Work item:
Only the number is wanted: how many lines of the data contain "every"?

Extracted entries:
+--
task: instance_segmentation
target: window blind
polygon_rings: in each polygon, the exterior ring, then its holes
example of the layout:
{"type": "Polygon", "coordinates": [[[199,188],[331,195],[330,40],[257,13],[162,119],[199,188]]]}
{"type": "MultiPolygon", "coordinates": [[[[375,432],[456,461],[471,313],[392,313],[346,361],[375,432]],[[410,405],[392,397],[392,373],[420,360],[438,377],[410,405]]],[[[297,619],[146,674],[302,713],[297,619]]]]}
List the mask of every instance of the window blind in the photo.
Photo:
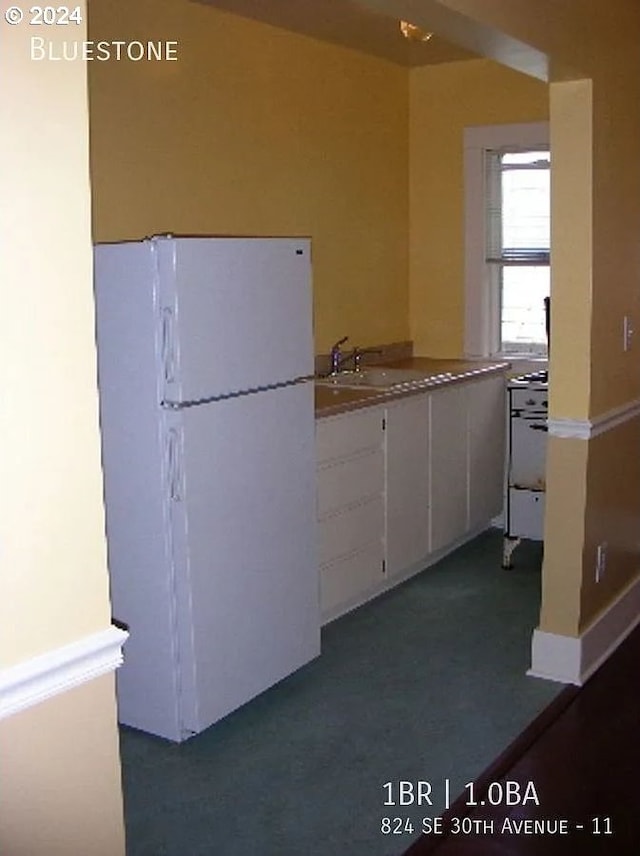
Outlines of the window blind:
{"type": "Polygon", "coordinates": [[[548,151],[487,151],[488,263],[549,264],[549,180],[548,151]]]}

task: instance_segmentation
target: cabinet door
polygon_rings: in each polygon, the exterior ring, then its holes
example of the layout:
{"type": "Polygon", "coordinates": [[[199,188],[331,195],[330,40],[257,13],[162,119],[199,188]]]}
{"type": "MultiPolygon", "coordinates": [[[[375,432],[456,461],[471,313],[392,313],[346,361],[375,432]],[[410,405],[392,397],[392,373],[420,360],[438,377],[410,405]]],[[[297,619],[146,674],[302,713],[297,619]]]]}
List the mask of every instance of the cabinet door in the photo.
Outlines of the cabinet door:
{"type": "Polygon", "coordinates": [[[399,574],[429,553],[429,396],[387,410],[387,571],[399,574]]]}
{"type": "Polygon", "coordinates": [[[468,529],[468,384],[436,390],[430,397],[431,550],[468,529]]]}
{"type": "Polygon", "coordinates": [[[504,504],[503,375],[469,385],[469,527],[488,523],[504,504]]]}

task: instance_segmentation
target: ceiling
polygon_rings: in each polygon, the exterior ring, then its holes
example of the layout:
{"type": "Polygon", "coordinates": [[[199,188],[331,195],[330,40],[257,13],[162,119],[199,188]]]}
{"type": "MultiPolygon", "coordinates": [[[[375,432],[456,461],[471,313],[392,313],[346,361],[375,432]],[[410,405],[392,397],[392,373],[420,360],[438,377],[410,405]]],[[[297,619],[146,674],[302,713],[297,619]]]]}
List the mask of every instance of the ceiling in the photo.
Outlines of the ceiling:
{"type": "Polygon", "coordinates": [[[390,60],[398,65],[419,66],[474,59],[477,54],[438,38],[410,42],[399,30],[398,21],[361,6],[357,0],[197,0],[253,18],[275,27],[292,30],[322,41],[390,60]]]}

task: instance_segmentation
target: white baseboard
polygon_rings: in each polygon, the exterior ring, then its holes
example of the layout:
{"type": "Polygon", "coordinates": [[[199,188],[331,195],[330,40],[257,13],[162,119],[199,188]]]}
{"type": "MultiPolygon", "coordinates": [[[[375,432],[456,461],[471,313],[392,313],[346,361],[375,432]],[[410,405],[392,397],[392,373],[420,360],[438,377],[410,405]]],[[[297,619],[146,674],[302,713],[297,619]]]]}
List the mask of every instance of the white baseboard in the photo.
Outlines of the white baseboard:
{"type": "Polygon", "coordinates": [[[0,669],[0,719],[112,672],[129,634],[117,627],[0,669]]]}
{"type": "Polygon", "coordinates": [[[527,674],[582,686],[639,622],[640,576],[580,636],[534,630],[527,674]]]}

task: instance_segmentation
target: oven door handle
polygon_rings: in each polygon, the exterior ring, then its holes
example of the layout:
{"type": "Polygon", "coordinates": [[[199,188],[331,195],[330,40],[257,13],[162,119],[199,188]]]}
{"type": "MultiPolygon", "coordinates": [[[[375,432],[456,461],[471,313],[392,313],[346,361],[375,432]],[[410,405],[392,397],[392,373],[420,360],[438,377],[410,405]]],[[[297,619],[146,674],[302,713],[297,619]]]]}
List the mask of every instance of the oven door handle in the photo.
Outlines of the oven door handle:
{"type": "Polygon", "coordinates": [[[546,419],[548,409],[546,407],[540,407],[537,410],[531,410],[524,408],[512,408],[511,410],[511,418],[512,419],[546,419]]]}
{"type": "Polygon", "coordinates": [[[549,430],[548,425],[529,425],[529,428],[531,428],[532,431],[548,431],[549,430]]]}

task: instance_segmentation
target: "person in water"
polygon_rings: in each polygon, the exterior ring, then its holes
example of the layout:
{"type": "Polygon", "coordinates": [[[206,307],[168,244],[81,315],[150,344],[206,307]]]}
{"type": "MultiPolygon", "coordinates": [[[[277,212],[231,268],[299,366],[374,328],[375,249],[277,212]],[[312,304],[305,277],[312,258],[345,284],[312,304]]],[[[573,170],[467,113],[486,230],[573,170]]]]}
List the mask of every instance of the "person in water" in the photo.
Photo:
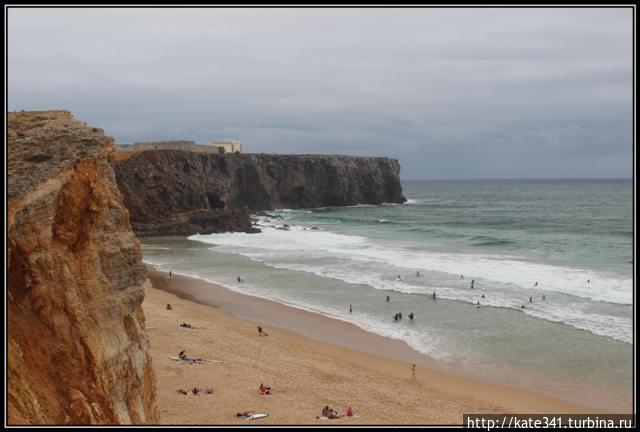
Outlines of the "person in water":
{"type": "Polygon", "coordinates": [[[398,321],[398,314],[395,314],[395,316],[393,317],[394,321],[398,321]]]}
{"type": "Polygon", "coordinates": [[[169,279],[171,279],[171,270],[169,270],[169,279]]]}
{"type": "Polygon", "coordinates": [[[484,293],[482,293],[482,298],[484,298],[484,293]]]}
{"type": "Polygon", "coordinates": [[[538,286],[538,282],[536,281],[536,284],[534,286],[538,286]]]}
{"type": "Polygon", "coordinates": [[[353,306],[353,305],[349,305],[349,313],[352,313],[352,312],[353,312],[353,307],[352,307],[352,306],[353,306]]]}
{"type": "Polygon", "coordinates": [[[411,313],[409,314],[409,319],[410,319],[411,321],[413,321],[413,312],[411,312],[411,313]]]}
{"type": "Polygon", "coordinates": [[[475,283],[475,279],[471,279],[471,289],[473,289],[473,284],[475,283]]]}
{"type": "Polygon", "coordinates": [[[433,292],[433,299],[434,300],[436,299],[436,292],[435,291],[433,292]]]}
{"type": "Polygon", "coordinates": [[[389,296],[387,296],[387,301],[389,301],[389,296]]]}
{"type": "Polygon", "coordinates": [[[402,319],[402,312],[398,312],[398,319],[402,319]]]}
{"type": "Polygon", "coordinates": [[[416,272],[416,277],[420,277],[420,270],[416,272]]]}
{"type": "Polygon", "coordinates": [[[524,309],[524,304],[522,306],[520,306],[520,309],[524,309]]]}
{"type": "Polygon", "coordinates": [[[547,296],[545,296],[544,294],[542,294],[542,300],[546,300],[547,296]]]}
{"type": "Polygon", "coordinates": [[[533,297],[529,297],[529,303],[533,303],[533,297]]]}

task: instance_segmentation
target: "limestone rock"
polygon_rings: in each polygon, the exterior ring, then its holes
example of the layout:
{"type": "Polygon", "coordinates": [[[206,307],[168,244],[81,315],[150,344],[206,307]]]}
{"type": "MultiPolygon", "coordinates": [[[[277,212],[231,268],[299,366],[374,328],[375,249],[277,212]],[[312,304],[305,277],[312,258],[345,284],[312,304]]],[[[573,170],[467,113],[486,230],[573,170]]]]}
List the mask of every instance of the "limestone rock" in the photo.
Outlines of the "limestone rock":
{"type": "Polygon", "coordinates": [[[150,150],[113,166],[139,235],[251,232],[245,209],[406,201],[398,161],[383,157],[150,150]],[[201,223],[193,223],[192,212],[201,223]]]}
{"type": "Polygon", "coordinates": [[[67,111],[9,113],[8,131],[8,423],[155,423],[113,140],[67,111]]]}

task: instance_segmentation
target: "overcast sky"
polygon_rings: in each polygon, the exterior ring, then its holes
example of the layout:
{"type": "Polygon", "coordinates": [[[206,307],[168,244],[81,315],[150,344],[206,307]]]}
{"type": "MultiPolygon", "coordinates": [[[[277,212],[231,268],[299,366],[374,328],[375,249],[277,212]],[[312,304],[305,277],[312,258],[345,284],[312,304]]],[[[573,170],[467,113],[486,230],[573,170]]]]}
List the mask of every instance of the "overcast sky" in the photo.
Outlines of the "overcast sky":
{"type": "Polygon", "coordinates": [[[403,178],[632,175],[631,9],[16,9],[9,110],[120,143],[398,158],[403,178]]]}

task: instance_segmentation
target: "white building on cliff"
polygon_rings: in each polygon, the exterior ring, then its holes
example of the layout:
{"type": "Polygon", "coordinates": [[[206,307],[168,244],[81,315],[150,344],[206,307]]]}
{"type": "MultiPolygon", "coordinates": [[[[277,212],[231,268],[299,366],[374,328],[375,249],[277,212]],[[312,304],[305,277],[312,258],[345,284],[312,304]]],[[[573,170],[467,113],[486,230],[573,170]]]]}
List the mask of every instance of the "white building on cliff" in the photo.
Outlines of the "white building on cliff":
{"type": "Polygon", "coordinates": [[[238,140],[214,141],[212,145],[222,149],[221,153],[242,153],[242,143],[238,140]]]}

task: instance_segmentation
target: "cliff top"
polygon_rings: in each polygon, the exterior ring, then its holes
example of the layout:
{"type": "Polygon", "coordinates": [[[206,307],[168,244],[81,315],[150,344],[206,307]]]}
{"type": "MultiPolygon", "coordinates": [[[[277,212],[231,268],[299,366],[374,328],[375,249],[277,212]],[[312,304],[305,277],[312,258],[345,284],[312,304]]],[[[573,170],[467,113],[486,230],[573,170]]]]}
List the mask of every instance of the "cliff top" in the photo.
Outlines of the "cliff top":
{"type": "Polygon", "coordinates": [[[113,138],[76,120],[69,111],[10,112],[7,125],[7,194],[27,192],[80,159],[102,157],[113,138]]]}

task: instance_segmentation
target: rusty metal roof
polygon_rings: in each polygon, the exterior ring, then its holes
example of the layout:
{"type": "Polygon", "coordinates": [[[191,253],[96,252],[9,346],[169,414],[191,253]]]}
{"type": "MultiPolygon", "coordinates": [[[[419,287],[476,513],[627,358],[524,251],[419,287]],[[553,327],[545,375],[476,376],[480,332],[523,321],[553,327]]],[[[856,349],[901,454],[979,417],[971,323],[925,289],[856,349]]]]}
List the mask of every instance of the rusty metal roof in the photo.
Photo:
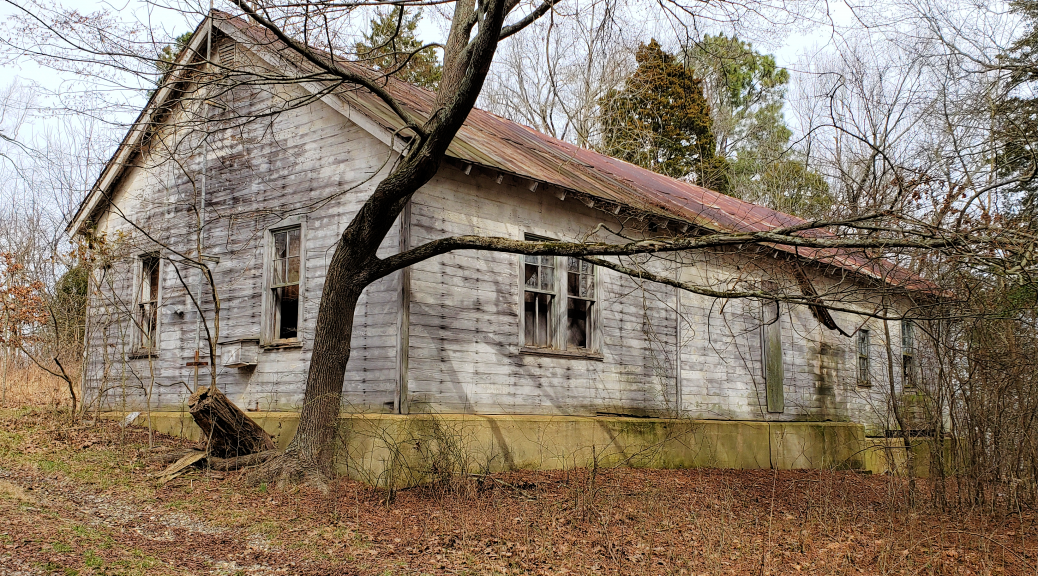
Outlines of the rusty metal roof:
{"type": "MultiPolygon", "coordinates": [[[[284,49],[265,28],[230,15],[226,18],[257,43],[284,49]]],[[[372,74],[353,62],[336,63],[353,74],[372,74]]],[[[392,77],[379,80],[415,116],[428,117],[436,98],[432,91],[392,77]]],[[[338,95],[390,133],[404,126],[385,102],[368,91],[340,90],[338,95]]],[[[795,216],[579,148],[478,108],[469,114],[447,155],[710,230],[751,232],[804,223],[795,216]]]]}
{"type": "MultiPolygon", "coordinates": [[[[214,11],[214,24],[219,28],[233,25],[252,38],[257,47],[273,49],[282,56],[289,51],[265,28],[241,18],[214,11]]],[[[229,30],[224,28],[224,31],[229,30]]],[[[327,56],[327,53],[322,54],[327,56]]],[[[290,60],[304,67],[312,66],[304,63],[298,55],[290,57],[290,60]]],[[[356,63],[337,60],[336,64],[351,73],[373,74],[356,63]]],[[[380,76],[380,80],[386,83],[392,96],[416,117],[426,118],[432,110],[435,102],[433,92],[395,78],[380,76]]],[[[403,121],[371,92],[340,89],[336,95],[389,133],[397,133],[403,128],[403,121]]],[[[469,114],[447,155],[586,198],[599,199],[664,220],[686,222],[709,231],[757,232],[806,224],[796,216],[579,148],[478,108],[469,114]]],[[[810,230],[802,234],[835,237],[825,230],[810,230]]],[[[893,263],[871,258],[862,250],[775,248],[909,290],[934,290],[930,282],[893,263]]]]}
+--
Task answer:
11